If the other driver was at fault for your car accident, their insurance company is responsible for covering your pain and suffering damages. However, it’s not always as simple as it sounds.
For example, if you were involved in a crash with an uninsured driver, you may need to pursue pain and suffering from your own insurance company. That’s assuming you have uninsured or underinsured motorist (UM/UIM) coverage.
UM is required in some states and optional in others. If you’re in a state where it’s optional, consider adding it to your policy. It can pay for your medical expenses, lost wages, property damage, and pain and suffering. Plus, it applies to hit-and-run crashes with an unidentifiable driver.
A pain and suffering settlement can vary depending on the severity of your injuries, required medical treatment, recovery time, and the impact your injury has on your quality of life. In most cases, the average pain and suffering settlement for a car accident ranges from a few thousand dollars to hundreds of thousands of dollars.

(Dataset entries)
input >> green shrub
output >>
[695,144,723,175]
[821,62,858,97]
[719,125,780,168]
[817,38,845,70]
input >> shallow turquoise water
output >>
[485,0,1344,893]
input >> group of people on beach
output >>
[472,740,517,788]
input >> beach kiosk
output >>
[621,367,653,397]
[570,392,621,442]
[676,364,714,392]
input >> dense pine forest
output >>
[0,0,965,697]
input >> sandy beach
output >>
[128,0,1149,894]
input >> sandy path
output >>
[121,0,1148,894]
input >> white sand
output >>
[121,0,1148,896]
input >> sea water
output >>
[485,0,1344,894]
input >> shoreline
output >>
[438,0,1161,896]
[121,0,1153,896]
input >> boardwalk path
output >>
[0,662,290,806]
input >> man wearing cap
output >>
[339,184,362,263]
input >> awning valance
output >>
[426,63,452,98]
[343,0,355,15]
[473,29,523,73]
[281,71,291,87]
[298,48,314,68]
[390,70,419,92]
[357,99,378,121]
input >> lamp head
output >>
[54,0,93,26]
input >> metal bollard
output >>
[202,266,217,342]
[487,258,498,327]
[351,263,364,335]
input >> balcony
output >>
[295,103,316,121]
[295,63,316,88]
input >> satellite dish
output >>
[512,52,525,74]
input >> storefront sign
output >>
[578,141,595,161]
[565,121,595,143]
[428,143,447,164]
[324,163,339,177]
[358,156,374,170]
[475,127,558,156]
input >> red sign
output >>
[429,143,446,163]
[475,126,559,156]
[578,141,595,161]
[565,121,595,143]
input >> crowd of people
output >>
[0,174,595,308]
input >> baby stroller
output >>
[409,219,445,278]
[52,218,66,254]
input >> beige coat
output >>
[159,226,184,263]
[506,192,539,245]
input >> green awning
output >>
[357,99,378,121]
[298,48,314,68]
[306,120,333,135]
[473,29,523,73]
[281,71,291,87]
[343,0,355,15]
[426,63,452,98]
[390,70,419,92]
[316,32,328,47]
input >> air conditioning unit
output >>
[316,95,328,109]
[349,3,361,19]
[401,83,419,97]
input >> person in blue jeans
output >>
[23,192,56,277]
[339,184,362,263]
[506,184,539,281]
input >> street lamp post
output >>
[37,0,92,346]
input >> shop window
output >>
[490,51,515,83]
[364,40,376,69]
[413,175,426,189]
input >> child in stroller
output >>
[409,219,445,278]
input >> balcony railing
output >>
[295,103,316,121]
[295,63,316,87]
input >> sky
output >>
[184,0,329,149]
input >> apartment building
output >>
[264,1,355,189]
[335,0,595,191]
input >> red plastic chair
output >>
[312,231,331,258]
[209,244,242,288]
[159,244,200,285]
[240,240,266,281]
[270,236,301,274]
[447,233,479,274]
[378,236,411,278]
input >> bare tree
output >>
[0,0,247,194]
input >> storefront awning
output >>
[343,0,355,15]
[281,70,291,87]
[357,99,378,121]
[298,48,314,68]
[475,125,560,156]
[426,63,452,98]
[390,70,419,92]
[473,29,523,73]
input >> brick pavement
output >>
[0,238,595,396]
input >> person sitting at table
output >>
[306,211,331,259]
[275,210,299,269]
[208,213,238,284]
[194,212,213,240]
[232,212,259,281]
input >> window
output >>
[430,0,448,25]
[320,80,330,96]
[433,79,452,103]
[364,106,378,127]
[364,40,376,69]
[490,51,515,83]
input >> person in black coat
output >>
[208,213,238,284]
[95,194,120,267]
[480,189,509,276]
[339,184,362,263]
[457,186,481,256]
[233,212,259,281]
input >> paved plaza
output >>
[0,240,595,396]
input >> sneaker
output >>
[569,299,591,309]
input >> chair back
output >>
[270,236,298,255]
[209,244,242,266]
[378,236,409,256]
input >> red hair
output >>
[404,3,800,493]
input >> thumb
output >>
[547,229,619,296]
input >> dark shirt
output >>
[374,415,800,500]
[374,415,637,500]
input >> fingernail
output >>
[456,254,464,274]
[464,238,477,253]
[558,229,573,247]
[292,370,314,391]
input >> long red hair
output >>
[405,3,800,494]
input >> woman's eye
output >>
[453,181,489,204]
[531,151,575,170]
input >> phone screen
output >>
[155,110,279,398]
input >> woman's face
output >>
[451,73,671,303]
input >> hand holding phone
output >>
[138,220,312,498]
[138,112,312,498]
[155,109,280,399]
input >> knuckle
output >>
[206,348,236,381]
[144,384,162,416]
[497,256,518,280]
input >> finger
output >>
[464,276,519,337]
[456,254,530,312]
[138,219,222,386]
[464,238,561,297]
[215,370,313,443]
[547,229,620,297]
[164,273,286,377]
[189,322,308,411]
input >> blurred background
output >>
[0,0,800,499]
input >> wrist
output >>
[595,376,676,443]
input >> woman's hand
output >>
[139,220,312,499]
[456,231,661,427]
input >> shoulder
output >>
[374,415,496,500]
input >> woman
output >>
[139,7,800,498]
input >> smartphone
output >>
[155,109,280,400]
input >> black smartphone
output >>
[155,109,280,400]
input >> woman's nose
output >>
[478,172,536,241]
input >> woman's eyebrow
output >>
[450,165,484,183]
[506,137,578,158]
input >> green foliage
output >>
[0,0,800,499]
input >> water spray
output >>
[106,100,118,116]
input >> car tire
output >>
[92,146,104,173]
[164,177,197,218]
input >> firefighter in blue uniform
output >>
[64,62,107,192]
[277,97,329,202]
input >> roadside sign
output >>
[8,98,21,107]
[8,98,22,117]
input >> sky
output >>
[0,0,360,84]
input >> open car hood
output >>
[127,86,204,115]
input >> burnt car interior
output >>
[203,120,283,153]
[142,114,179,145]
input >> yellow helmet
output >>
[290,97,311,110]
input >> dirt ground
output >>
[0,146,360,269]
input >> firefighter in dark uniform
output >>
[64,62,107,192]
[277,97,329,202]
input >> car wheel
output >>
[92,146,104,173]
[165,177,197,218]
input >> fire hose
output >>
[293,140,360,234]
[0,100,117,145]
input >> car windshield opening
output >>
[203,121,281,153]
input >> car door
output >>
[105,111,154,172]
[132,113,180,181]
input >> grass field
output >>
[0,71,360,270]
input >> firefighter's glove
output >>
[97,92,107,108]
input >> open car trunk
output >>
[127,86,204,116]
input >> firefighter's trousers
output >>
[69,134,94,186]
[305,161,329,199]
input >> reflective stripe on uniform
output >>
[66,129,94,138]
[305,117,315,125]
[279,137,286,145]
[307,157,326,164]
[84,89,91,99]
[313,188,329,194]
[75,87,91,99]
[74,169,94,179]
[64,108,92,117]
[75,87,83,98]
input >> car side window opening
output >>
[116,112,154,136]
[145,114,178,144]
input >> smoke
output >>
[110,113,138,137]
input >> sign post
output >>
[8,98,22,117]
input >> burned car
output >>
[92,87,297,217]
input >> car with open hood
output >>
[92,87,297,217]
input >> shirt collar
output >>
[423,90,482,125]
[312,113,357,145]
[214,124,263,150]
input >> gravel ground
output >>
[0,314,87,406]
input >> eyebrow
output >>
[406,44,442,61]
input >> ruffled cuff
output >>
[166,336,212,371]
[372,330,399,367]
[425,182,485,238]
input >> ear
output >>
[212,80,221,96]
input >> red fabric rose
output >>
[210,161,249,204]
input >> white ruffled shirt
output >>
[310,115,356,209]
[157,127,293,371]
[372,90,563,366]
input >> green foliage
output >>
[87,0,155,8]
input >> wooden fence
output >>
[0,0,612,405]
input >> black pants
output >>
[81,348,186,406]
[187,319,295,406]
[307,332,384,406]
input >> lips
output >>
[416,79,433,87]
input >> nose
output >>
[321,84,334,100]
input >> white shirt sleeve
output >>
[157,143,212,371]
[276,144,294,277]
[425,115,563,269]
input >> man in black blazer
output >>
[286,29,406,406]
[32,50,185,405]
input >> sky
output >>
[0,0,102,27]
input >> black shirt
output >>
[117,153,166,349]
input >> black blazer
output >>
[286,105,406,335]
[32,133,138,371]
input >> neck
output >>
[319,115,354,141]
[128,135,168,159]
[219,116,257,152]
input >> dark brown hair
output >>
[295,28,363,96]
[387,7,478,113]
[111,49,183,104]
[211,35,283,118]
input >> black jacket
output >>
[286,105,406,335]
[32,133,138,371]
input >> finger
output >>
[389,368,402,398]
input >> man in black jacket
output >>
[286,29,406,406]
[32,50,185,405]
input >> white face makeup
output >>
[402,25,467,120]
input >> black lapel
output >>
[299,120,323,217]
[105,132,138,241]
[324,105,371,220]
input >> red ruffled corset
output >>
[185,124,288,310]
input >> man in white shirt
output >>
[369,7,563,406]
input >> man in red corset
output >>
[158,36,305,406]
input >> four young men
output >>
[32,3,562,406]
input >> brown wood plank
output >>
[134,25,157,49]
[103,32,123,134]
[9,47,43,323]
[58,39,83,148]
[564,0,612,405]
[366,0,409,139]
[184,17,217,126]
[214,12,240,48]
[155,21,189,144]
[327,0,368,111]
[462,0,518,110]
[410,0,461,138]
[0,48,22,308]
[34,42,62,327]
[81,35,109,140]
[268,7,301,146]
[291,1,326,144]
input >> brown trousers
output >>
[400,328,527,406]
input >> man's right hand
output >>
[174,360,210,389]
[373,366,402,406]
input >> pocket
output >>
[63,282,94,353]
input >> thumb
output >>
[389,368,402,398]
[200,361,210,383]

## STUDY QUESTIONS
(1) List the factors that, according to the passage on pain and suffering claims after a car accident, can make a pain and suffering settlement vary.
(2) Carry on the passage about pain and suffering claims after a car accident, starting after its final sentence.
Nothing in the rows is needed to complete this work.

## OUTPUTS IN ORDER
(1)
- Severity of the injuries
- Required medical treatment
- Recovery time
- The impact the injury has on quality of life

(2)
In many states, the amount of fault you contribute to a crash can also affect your total compensation. If you’re in a pure comparative negligence state, you can recover damages, even if you’re 99% at fault. However, your compensation would be reduced by the percentage of fault you contributed.
For example, if your total damages equal $50,000, and you’re found 20% at fault, you would be able to recover $40,000. If you’re in a modified comparative negligence state, you can recover damages as long as you’re not more than 50% or 51% at fault.